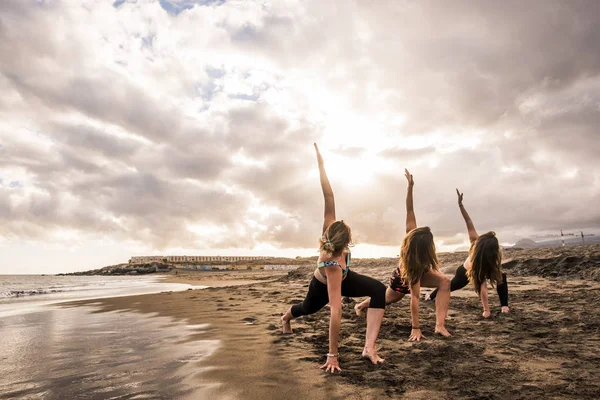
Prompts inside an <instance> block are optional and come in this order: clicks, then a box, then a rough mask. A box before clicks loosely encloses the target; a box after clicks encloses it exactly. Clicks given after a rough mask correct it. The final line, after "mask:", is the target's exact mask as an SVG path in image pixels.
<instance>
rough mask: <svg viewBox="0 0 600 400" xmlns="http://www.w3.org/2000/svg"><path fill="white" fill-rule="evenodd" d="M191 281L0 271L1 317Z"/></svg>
mask: <svg viewBox="0 0 600 400" xmlns="http://www.w3.org/2000/svg"><path fill="white" fill-rule="evenodd" d="M190 287H191V286H190V285H185V284H179V283H166V282H161V278H160V277H157V276H54V275H45V276H44V275H0V318H2V317H6V316H9V315H18V314H25V313H30V312H38V311H39V310H40V309H42V308H43V309H46V310H47V309H49V308H50V307H51V306H52V305H56V304H58V303H62V302H67V301H76V300H90V299H100V298H105V297H120V296H131V295H136V294H149V293H158V292H164V291H179V290H186V289H188V288H190Z"/></svg>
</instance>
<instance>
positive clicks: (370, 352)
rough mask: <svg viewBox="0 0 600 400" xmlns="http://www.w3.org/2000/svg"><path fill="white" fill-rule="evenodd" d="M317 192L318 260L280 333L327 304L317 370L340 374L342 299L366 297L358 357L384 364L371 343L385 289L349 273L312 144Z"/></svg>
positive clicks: (345, 246)
mask: <svg viewBox="0 0 600 400" xmlns="http://www.w3.org/2000/svg"><path fill="white" fill-rule="evenodd" d="M314 146H315V151H316V152H317V161H318V164H319V173H320V180H321V188H322V189H323V196H324V197H325V218H324V222H323V232H322V236H321V238H320V239H319V251H320V255H319V259H318V260H317V269H315V272H314V274H313V277H312V279H311V281H310V285H309V287H308V293H307V294H306V298H305V299H304V301H303V302H302V303H300V304H296V305H293V306H292V307H290V308H289V310H288V311H287V312H286V313H285V314H284V315H283V316H282V317H281V324H282V331H283V333H293V332H292V327H291V323H290V321H291V320H292V319H294V318H298V317H301V316H303V315H309V314H313V313H316V312H317V311H319V310H320V309H322V308H323V307H325V305H326V304H327V303H329V309H330V322H329V353H327V361H326V362H325V364H323V365H322V366H321V368H325V371H326V372H329V371H331V373H334V372H335V371H340V372H341V369H340V364H339V357H338V342H339V333H340V322H341V318H342V296H347V297H364V296H370V297H371V299H372V306H371V307H372V308H373V310H372V311H371V312H370V313H369V315H368V317H367V335H366V340H365V347H364V349H363V352H362V356H363V357H365V358H368V359H369V360H370V361H371V362H372V363H373V364H378V363H382V362H383V361H384V360H383V359H382V358H380V357H379V356H378V355H377V352H376V350H375V341H376V340H377V336H378V335H379V328H380V327H381V321H382V320H383V312H384V309H385V285H384V284H383V283H381V282H379V281H378V280H376V279H373V278H370V277H368V276H364V275H360V274H357V273H356V272H354V271H351V270H350V249H349V248H348V246H349V245H350V244H351V243H352V232H351V230H350V227H349V226H348V225H347V224H346V223H345V222H344V221H343V220H341V221H336V219H335V200H334V197H333V190H332V189H331V185H330V184H329V179H328V178H327V174H326V173H325V167H324V163H323V158H322V157H321V153H320V152H319V148H318V147H317V145H316V143H315V145H314Z"/></svg>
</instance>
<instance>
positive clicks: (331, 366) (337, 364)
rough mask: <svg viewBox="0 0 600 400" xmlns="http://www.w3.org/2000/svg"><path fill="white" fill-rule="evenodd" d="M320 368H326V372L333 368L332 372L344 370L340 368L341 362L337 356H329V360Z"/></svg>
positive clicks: (328, 359)
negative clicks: (339, 360)
mask: <svg viewBox="0 0 600 400" xmlns="http://www.w3.org/2000/svg"><path fill="white" fill-rule="evenodd" d="M320 368H321V369H323V368H325V372H329V371H330V370H331V373H332V374H334V373H335V371H336V370H338V371H340V372H342V369H341V368H340V363H339V361H338V360H337V357H329V356H327V362H326V363H325V364H323V365H321V367H320Z"/></svg>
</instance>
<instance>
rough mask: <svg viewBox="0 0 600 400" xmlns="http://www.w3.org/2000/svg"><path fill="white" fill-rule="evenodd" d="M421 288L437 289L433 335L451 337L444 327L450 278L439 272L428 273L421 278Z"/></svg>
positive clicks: (430, 271)
mask: <svg viewBox="0 0 600 400" xmlns="http://www.w3.org/2000/svg"><path fill="white" fill-rule="evenodd" d="M421 286H424V287H436V288H438V294H437V296H436V298H435V333H439V334H440V335H442V336H445V337H448V336H451V335H450V333H449V332H448V331H447V330H446V326H445V325H446V314H447V313H448V306H449V304H450V278H448V277H447V276H446V275H444V274H443V273H441V272H440V271H429V272H427V273H426V274H425V275H423V277H422V278H421Z"/></svg>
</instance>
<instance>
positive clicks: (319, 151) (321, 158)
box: [313, 143, 323, 165]
mask: <svg viewBox="0 0 600 400" xmlns="http://www.w3.org/2000/svg"><path fill="white" fill-rule="evenodd" d="M313 144H314V145H315V151H316V152H317V162H318V163H319V165H323V157H322V156H321V152H320V151H319V146H317V144H316V143H313Z"/></svg>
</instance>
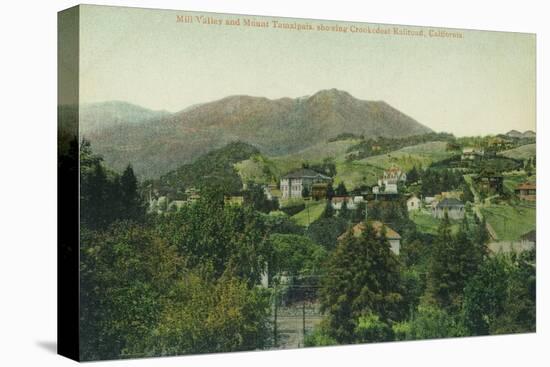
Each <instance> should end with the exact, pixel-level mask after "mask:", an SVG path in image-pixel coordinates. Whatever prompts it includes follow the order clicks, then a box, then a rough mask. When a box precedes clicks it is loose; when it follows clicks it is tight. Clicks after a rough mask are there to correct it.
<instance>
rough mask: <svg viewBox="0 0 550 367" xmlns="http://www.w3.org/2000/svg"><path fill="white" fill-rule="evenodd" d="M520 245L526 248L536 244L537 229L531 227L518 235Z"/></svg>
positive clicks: (534, 245)
mask: <svg viewBox="0 0 550 367" xmlns="http://www.w3.org/2000/svg"><path fill="white" fill-rule="evenodd" d="M520 240H521V242H520V243H521V246H522V247H523V248H526V249H532V248H534V247H535V245H536V244H537V230H536V229H533V230H531V231H529V232H527V233H524V234H523V235H521V237H520Z"/></svg>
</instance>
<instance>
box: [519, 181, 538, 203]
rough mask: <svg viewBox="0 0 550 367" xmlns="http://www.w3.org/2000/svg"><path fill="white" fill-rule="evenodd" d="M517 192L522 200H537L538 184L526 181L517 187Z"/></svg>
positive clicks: (532, 200) (535, 200)
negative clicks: (537, 186) (534, 183)
mask: <svg viewBox="0 0 550 367" xmlns="http://www.w3.org/2000/svg"><path fill="white" fill-rule="evenodd" d="M515 192H516V195H517V196H518V197H519V198H520V200H526V201H536V200H537V186H536V185H535V184H534V183H530V182H524V183H522V184H520V185H518V187H516V189H515Z"/></svg>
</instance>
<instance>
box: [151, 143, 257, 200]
mask: <svg viewBox="0 0 550 367" xmlns="http://www.w3.org/2000/svg"><path fill="white" fill-rule="evenodd" d="M258 154H259V151H258V149H256V148H255V147H253V146H251V145H249V144H246V143H241V142H236V143H231V144H228V145H226V146H225V147H223V148H221V149H217V150H213V151H211V152H209V153H207V154H205V155H203V156H201V157H200V158H198V159H197V160H196V161H195V162H193V163H190V164H184V165H182V166H180V167H179V168H178V169H176V170H174V171H170V172H168V173H167V174H165V175H163V176H161V177H160V179H159V180H155V181H153V186H154V187H155V188H156V189H158V190H159V191H161V192H165V191H166V192H173V193H175V194H176V195H181V192H182V191H184V190H185V189H187V188H190V187H195V188H202V187H205V186H220V187H223V188H224V189H225V190H227V191H228V192H232V193H233V192H238V191H239V190H241V188H242V180H241V178H240V176H239V175H238V174H237V171H236V170H235V168H234V166H233V165H234V164H235V163H237V162H240V161H243V160H246V159H248V158H250V157H252V156H257V155H258Z"/></svg>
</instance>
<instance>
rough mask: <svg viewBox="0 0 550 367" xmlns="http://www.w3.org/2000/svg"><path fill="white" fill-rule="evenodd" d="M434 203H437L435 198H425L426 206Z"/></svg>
mask: <svg viewBox="0 0 550 367" xmlns="http://www.w3.org/2000/svg"><path fill="white" fill-rule="evenodd" d="M434 201H436V198H435V196H424V203H426V205H431V204H432V203H433V202H434Z"/></svg>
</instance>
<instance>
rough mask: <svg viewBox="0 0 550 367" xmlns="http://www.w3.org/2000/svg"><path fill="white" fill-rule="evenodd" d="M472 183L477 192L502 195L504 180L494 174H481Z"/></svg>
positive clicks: (486, 172)
mask: <svg viewBox="0 0 550 367" xmlns="http://www.w3.org/2000/svg"><path fill="white" fill-rule="evenodd" d="M474 181H475V182H476V184H477V187H478V190H479V191H481V192H486V193H493V194H502V191H503V187H504V186H503V182H504V178H503V177H502V175H501V174H498V173H496V172H487V171H485V172H482V173H480V174H479V175H478V176H477V177H476V178H475V179H474Z"/></svg>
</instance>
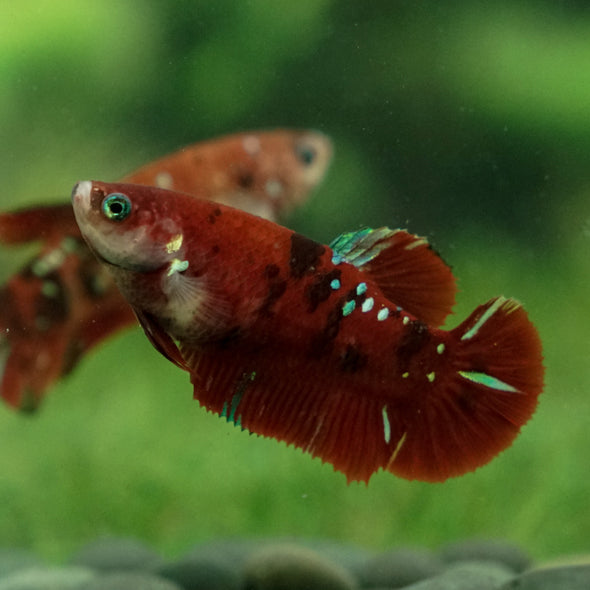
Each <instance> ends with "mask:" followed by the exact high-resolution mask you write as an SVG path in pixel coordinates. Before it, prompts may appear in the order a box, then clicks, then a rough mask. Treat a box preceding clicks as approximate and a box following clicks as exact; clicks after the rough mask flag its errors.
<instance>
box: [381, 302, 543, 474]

> **Exercise**
How many lines in the rows above contain the string "exact"? Reply with the number alone.

> **Solution below**
3